▶ **REQUEST**: Output the records exactly. Include every line.
-- START --
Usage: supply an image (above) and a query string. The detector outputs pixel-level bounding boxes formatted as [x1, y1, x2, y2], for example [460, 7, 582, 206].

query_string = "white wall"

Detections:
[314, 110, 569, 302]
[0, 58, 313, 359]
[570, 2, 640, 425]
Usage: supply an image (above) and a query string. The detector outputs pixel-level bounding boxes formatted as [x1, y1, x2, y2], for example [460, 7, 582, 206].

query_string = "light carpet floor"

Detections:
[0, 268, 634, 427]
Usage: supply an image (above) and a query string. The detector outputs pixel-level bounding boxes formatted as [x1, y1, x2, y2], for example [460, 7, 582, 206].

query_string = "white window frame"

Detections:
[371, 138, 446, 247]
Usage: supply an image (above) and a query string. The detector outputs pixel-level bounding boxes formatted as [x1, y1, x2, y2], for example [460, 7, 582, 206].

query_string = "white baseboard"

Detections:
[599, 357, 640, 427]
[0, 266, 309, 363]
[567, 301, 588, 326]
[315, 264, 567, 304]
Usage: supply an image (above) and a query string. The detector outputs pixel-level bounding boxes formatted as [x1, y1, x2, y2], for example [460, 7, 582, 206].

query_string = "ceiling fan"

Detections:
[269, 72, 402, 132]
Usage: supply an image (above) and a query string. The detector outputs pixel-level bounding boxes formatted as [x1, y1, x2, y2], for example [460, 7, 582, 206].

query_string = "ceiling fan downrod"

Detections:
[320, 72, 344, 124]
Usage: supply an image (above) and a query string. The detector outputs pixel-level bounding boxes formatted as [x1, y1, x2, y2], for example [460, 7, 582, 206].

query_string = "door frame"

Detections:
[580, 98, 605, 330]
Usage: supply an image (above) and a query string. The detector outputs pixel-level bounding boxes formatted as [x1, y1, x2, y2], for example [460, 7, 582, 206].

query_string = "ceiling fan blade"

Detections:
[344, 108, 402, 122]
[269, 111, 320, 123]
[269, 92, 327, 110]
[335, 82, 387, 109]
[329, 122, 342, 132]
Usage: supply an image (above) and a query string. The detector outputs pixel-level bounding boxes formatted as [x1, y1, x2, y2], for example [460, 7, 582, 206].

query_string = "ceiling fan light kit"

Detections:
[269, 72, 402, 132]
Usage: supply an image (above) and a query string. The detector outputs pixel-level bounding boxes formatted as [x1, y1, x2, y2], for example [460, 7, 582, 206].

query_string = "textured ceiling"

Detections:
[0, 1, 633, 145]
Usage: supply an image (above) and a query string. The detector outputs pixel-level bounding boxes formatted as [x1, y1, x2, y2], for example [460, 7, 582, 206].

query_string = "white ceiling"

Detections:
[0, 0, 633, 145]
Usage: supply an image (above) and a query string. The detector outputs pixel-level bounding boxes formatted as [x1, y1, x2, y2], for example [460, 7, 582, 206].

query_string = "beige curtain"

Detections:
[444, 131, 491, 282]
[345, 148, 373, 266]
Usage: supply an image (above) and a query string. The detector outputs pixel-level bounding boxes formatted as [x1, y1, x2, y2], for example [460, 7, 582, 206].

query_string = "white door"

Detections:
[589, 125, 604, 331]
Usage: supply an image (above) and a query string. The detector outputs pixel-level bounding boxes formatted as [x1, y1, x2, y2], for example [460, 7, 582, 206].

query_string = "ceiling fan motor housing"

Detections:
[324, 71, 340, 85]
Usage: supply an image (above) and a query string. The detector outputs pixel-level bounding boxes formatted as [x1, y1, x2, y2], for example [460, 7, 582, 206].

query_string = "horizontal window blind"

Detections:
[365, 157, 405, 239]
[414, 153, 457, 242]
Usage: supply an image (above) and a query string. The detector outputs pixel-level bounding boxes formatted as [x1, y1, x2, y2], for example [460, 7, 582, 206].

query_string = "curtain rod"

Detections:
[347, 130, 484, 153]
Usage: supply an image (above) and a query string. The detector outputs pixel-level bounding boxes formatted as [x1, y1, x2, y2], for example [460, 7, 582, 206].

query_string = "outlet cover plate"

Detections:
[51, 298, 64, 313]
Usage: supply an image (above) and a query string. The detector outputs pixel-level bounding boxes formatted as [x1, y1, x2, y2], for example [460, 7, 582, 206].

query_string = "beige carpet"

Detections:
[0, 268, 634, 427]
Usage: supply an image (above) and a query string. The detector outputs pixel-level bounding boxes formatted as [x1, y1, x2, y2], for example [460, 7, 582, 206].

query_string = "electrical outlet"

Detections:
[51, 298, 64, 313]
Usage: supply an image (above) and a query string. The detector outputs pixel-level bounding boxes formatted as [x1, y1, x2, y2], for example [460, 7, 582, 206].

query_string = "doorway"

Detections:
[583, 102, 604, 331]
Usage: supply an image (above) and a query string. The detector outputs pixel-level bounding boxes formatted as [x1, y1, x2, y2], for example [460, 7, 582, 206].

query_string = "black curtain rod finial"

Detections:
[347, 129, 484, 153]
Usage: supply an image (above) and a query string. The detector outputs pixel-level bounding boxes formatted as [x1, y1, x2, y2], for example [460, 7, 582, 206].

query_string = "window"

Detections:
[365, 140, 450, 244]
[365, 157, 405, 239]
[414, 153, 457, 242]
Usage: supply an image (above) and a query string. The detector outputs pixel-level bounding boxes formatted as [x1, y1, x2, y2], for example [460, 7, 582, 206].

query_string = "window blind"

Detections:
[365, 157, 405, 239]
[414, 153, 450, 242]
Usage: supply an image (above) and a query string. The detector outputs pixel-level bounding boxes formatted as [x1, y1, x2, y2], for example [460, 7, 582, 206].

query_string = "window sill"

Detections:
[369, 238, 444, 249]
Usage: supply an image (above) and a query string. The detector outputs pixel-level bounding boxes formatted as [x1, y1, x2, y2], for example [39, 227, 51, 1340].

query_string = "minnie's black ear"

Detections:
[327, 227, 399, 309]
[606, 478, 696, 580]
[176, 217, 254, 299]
-- END --
▶ **RESULT**:
Usage: supply an image (above) and a query string. The detector outputs pixel-level bounding boxes formatted as [x1, y1, x2, y2], for example [460, 7, 582, 206].

query_string = "white wall"

Detections:
[314, 110, 569, 302]
[0, 58, 313, 359]
[570, 2, 640, 425]
Usage: supply an image (above) and a query string. The detector outputs pixel-level bounding boxes formatted as [x1, y1, x2, y2], for example [460, 7, 582, 206].

query_string = "light carpet floor"

Detections:
[0, 268, 634, 427]
Usage: supply an image (above) and a query string. The detector outputs pixel-level bounding boxes formatted as [x1, y1, x2, y2], for example [460, 7, 582, 206].

query_string = "white window frame"

Detections:
[371, 138, 446, 247]
Usage: supply an image (above) and a query string. The detector outputs pixel-level bounding boxes formatted as [x1, y1, x2, y2], for example [460, 7, 582, 206].

query_string = "white baseboard"

Detections:
[599, 357, 640, 427]
[0, 266, 309, 363]
[567, 301, 588, 326]
[315, 264, 567, 304]
Usage: supply an image (above) and a query string. The detector outputs pixel-level bounding boxes formatted as [x1, y1, x2, y2], for example [460, 7, 582, 206].

query_string = "ceiling fan"

Detections:
[269, 72, 402, 132]
Usage: supply an image (above) and a query string. The detector outputs pixel-level bounding boxes formatted as [x1, y1, x2, y2], for example [460, 7, 582, 206].

query_string = "ceiling fan downrod"

Detections:
[320, 72, 344, 124]
Usage: supply an image (above) and a query string. The detector outputs pixel-level bounding boxes formatted as [x1, y1, x2, y2], for example [460, 7, 582, 206].

query_string = "door frame"

Detections:
[580, 98, 605, 330]
Usage: supply an image (above) and a query string. The detector outputs pixel-level bounding boxes formatted as [x1, y1, x2, y2], for example [460, 7, 582, 206].

query_string = "ceiling fan blade"

Detections:
[344, 108, 402, 122]
[269, 111, 320, 123]
[269, 92, 327, 110]
[335, 82, 387, 109]
[329, 122, 342, 132]
Usage: supply an image (above) and a query string. The detector outputs pixel-level bounding boxes formatted as [x1, y1, x2, y2], for example [460, 7, 582, 206].

query_string = "ceiling fan light kit"

Detections:
[269, 72, 402, 132]
Usage: supply an image (above) and a query string. The detector outputs pixel-level bounding boxes formatted as [x1, y1, x2, y2], for example [460, 7, 582, 206].

query_string = "textured ceiling"

Detections:
[0, 1, 633, 145]
Usage: supply an image (above) and a query string. The detector outputs pixel-level bounding boxes formatted as [x1, y1, x2, y2], for example [460, 7, 582, 206].

query_string = "white ceiling"

Detections:
[0, 0, 633, 145]
Usage: supply an image (above) and a query string. The detector outputs pixel-level bounding boxes formatted as [x1, y1, x2, y2], for example [460, 7, 582, 206].

query_string = "beige curtain"

Detections:
[444, 131, 491, 282]
[345, 148, 373, 266]
Usage: supply an image (above) and a query string. The detector outputs pixel-level bounding boxes formatted as [x1, y1, x2, y2], for example [460, 7, 582, 206].

query_string = "white door"

Detections:
[589, 125, 604, 331]
Usage: supply an image (above) and a query string. The detector outputs pixel-level bounding boxes formatted as [x1, y1, x2, y2], for example [460, 7, 582, 206].

query_string = "ceiling fan motor housing"

Detections:
[324, 71, 340, 85]
Usage: supply an image (above) and a query string. The detector outputs pixel-level bounding boxes formatted as [x1, y1, x2, y2], for example [460, 7, 582, 206].

query_string = "horizontal window blind"

Detections:
[365, 157, 405, 239]
[414, 153, 457, 242]
Usage: supply an image (above) and a query string. The detector outputs pixel-level bounding boxes formatted as [x1, y1, x2, y2], for example [460, 7, 582, 206].

query_string = "curtain rod"

Detections:
[347, 130, 484, 153]
Usage: supply an image (above) and a query string. The detector outputs pixel-level bounding boxes formatted as [x1, y1, x2, y2], for example [460, 7, 582, 206].

query_string = "outlet cover plate"

Detections:
[51, 298, 64, 313]
Usage: supply an image (above) and a query string. The detector outputs pixel-level bounding boxes formatted as [x1, y1, x2, y2], for example [460, 7, 582, 206].

query_string = "beige carpet"

Detections:
[0, 268, 634, 427]
Usage: supply an image (above) and a query string. The detector outputs pixel-level bounding boxes formatted as [x1, y1, x2, y2], for example [460, 7, 582, 206].

query_string = "electrical outlet"

Detections:
[51, 298, 64, 313]
Usage: supply an image (above) and a query string. The detector outputs pixel-level bounding boxes formatted as [x1, y1, x2, y2], for example [460, 7, 582, 206].

query_string = "doorway"

Detections:
[583, 102, 604, 331]
Usage: supply an image (above) and a query string. The detector outputs pixel-level bounding boxes formatted as [x1, y1, x2, y2], for example [460, 7, 582, 206].

query_string = "black curtain rod finial"

Detections:
[347, 129, 484, 153]
Usage: supply an image (above) and a query string. The detector outputs pixel-level bounding boxes formatted as [x1, y1, x2, y2], for example [460, 7, 582, 206].

query_string = "window"

Detections:
[365, 140, 450, 244]
[365, 157, 405, 239]
[414, 153, 457, 242]
Usage: supply an image (above) and a query string. The detector outputs pixel-level bounding boxes formatted as [x1, y1, x2, y2], for example [460, 7, 582, 206].

query_string = "window blind"

Detections:
[365, 157, 405, 239]
[414, 153, 450, 242]
Usage: supply an image (above) and a query string. The detector outputs pixel-level bounding boxes formatted as [x1, y1, x2, y2], for example [460, 7, 582, 206].

query_string = "window sill"

Detections:
[369, 238, 444, 249]
Usage: supply an image (above) and a query string. The detector outputs pixel-level bounding boxes formatted as [x1, y1, x2, y2], for example [39, 227, 51, 1340].

query_string = "minnie's black ear"

Detections:
[327, 227, 399, 309]
[606, 478, 696, 580]
[176, 217, 254, 299]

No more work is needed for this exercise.